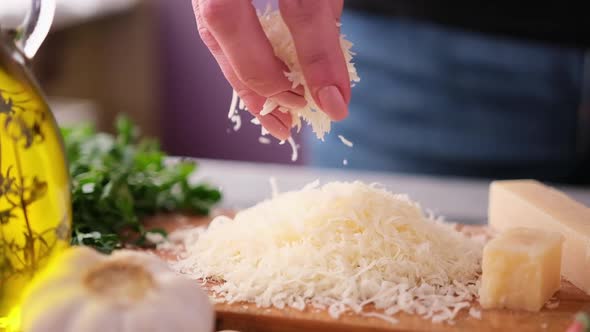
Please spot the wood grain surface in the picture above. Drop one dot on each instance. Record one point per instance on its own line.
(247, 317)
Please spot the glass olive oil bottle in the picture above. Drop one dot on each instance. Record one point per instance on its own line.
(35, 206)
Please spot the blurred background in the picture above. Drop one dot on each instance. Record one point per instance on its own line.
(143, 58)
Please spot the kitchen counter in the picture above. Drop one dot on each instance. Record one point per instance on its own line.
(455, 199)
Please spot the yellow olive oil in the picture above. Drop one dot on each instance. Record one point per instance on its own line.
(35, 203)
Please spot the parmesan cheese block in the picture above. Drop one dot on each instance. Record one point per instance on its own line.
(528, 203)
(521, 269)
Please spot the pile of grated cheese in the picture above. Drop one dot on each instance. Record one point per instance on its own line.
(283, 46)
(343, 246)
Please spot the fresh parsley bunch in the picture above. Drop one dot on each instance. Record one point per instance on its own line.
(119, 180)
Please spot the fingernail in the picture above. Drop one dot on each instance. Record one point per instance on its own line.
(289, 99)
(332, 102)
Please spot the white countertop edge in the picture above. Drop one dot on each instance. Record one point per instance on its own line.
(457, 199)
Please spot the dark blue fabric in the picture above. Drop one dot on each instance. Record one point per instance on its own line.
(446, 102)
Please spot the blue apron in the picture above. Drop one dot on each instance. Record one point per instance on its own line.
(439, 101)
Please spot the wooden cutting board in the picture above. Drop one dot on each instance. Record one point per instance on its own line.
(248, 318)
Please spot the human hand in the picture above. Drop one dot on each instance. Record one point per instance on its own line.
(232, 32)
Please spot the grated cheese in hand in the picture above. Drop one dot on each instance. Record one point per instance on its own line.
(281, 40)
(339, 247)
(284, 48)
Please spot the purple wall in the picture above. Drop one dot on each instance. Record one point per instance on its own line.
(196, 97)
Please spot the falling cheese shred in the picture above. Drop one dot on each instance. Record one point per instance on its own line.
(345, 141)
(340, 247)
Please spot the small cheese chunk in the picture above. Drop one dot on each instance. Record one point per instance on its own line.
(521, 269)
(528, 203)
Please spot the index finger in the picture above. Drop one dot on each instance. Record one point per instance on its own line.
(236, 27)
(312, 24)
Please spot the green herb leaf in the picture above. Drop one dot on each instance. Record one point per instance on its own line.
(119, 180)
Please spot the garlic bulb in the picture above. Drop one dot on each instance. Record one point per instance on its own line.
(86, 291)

:::

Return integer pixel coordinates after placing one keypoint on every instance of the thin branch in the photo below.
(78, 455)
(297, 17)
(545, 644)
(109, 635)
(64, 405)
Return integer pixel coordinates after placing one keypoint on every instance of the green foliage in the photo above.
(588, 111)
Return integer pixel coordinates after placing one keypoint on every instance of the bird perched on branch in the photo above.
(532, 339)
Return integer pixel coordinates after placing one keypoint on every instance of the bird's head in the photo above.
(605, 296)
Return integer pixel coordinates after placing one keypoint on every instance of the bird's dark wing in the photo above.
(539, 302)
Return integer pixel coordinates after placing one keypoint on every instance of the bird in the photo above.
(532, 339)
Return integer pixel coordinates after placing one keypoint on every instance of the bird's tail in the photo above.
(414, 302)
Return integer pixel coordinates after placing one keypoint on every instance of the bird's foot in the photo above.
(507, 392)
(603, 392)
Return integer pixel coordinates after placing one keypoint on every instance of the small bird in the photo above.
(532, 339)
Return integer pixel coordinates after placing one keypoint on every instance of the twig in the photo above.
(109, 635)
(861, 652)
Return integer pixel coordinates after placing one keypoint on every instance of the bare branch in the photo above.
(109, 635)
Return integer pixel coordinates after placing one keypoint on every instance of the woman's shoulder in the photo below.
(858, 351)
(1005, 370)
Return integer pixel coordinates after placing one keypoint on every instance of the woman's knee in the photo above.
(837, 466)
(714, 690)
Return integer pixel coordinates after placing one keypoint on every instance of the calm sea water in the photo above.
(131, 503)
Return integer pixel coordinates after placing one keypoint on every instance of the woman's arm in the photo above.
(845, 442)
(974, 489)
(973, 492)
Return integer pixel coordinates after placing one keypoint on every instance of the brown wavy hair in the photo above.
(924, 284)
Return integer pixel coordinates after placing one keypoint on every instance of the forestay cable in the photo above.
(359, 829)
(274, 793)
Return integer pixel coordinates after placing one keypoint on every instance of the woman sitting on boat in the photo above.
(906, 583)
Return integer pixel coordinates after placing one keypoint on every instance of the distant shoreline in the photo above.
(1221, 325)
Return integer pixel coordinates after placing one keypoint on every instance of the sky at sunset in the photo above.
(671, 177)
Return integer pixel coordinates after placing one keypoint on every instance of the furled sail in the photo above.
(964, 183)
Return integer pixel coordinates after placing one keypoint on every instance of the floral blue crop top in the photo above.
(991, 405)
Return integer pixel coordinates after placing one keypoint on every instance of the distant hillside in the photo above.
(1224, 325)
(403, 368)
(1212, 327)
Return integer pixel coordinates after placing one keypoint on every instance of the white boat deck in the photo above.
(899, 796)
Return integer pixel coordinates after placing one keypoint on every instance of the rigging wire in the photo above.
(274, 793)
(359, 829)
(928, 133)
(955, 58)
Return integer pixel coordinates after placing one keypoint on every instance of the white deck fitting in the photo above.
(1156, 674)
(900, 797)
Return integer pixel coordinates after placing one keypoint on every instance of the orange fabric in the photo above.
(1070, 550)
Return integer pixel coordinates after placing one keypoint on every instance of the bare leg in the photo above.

:::

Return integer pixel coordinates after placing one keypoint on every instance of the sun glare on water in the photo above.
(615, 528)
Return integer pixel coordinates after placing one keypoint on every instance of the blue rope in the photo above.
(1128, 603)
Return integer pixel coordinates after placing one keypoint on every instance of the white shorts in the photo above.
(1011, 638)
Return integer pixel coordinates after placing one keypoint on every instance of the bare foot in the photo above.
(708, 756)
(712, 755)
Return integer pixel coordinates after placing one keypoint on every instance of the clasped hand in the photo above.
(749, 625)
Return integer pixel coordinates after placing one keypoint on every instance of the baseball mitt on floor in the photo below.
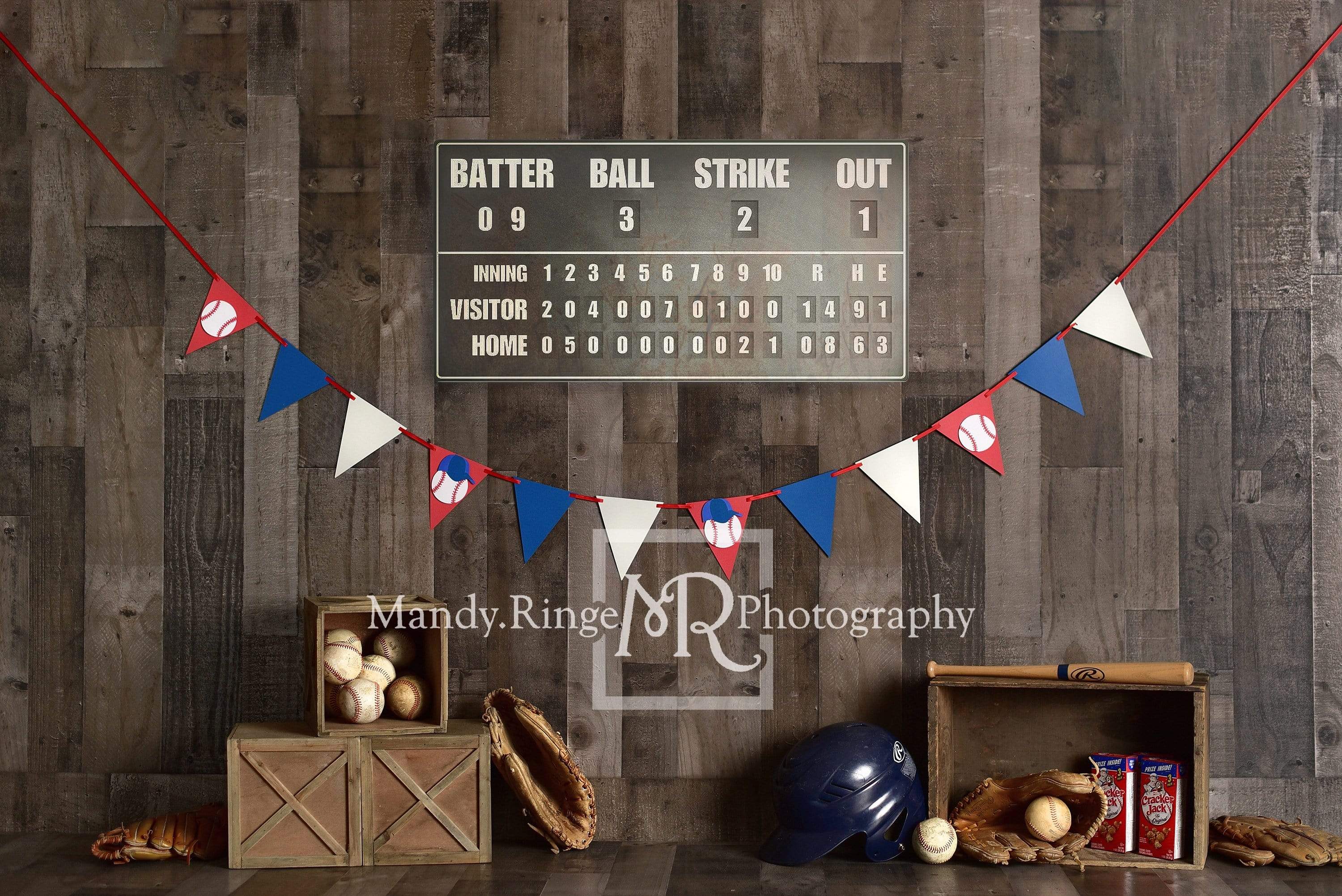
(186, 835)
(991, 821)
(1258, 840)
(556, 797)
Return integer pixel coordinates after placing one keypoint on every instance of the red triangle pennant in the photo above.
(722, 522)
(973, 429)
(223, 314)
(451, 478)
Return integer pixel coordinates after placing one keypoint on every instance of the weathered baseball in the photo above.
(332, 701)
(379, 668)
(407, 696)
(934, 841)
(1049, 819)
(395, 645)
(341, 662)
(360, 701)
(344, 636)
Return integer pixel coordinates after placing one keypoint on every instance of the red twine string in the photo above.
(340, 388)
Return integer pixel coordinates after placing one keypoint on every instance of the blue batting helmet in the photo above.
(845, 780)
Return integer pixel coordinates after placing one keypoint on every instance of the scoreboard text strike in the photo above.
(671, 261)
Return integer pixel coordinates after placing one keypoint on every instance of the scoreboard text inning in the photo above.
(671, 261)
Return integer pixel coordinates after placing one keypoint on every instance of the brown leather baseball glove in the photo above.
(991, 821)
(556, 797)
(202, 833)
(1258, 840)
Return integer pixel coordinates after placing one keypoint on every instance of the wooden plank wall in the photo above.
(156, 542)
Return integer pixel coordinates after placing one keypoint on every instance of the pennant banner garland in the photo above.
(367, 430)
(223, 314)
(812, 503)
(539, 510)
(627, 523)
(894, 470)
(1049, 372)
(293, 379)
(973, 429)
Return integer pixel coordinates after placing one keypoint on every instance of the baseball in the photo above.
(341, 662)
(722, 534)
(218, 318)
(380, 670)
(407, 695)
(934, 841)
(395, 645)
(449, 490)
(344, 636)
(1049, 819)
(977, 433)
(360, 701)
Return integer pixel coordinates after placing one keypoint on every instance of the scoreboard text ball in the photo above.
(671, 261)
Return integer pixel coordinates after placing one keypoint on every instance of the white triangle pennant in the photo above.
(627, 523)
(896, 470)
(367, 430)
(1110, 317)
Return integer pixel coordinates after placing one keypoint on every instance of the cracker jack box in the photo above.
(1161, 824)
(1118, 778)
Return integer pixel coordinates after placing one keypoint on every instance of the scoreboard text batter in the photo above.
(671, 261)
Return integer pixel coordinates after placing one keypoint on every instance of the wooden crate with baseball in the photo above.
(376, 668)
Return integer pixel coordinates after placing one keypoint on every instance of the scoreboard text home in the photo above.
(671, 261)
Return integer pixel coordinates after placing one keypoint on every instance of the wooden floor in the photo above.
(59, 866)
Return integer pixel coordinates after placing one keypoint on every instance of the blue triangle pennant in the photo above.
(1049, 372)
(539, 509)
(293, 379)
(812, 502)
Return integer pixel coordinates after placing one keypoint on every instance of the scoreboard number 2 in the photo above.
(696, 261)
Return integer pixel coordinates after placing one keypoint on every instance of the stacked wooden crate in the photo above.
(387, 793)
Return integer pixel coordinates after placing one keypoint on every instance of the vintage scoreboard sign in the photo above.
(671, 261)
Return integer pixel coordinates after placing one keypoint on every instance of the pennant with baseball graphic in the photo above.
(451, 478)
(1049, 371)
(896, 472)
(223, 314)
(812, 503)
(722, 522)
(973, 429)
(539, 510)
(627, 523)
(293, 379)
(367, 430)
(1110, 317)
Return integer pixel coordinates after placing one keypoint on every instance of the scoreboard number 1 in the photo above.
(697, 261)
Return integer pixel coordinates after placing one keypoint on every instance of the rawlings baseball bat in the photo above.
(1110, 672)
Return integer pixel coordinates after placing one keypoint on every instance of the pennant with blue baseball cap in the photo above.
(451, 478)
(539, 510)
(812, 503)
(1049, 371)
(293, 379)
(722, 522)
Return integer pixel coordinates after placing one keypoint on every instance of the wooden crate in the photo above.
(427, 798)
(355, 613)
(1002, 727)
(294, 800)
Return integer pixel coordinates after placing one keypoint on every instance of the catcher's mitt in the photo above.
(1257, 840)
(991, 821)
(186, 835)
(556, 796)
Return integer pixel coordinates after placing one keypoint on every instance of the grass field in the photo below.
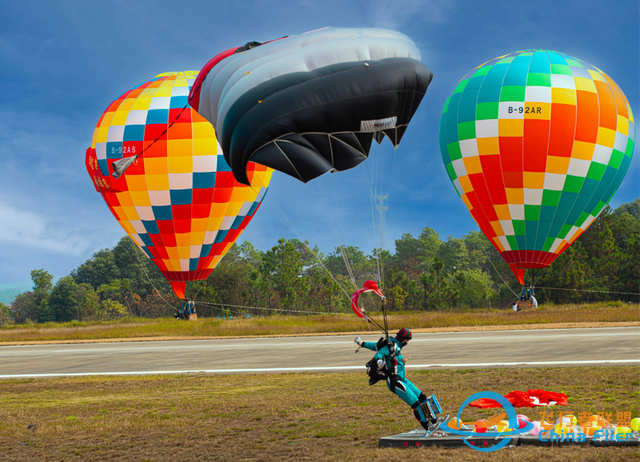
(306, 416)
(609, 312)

:::

> _ACTION ITEM_
Reproduce, word for word and in full, only the lines above that start at the line with "sunset in the photo above." and run through the line with "leg in the photo above.", both ends included.

> _SOLUTION TO THE PROBLEM_
Return integer pixel coordinates after placing one keypoint on every instance of the sky at sunset in the photo above.
(671, 177)
Return integer pixel coordinates after placing one keypoint on every instance of the furled sail in the photo above.
(964, 183)
Return integer pixel coordinates after placing one keypoint on every instance of the floral blue crop top in the photo above.
(991, 405)
Return integer pixel coordinates after placing one keypoint on every instance of the distant hillside in the photo above.
(1224, 325)
(403, 368)
(1212, 327)
Return integer pixel coordinates after placing one keypoint on every instance of the white boat deck in the photo above.
(899, 796)
Return integer pixel coordinates after placing one keypoint on every instance of the rigging wire in the photo above.
(274, 793)
(359, 829)
(928, 133)
(955, 58)
Return integer pixel coordinates after placing one keypoint on every instance of the white deck fitting in the photo above.
(1156, 674)
(900, 797)
Return integer pixel coordinates after placing one keypoint on every instance of the orange fabric in the photo above.
(1070, 550)
Return integer pixel coordinates after placing one keypoint on every instance of the bare leg in the photo above.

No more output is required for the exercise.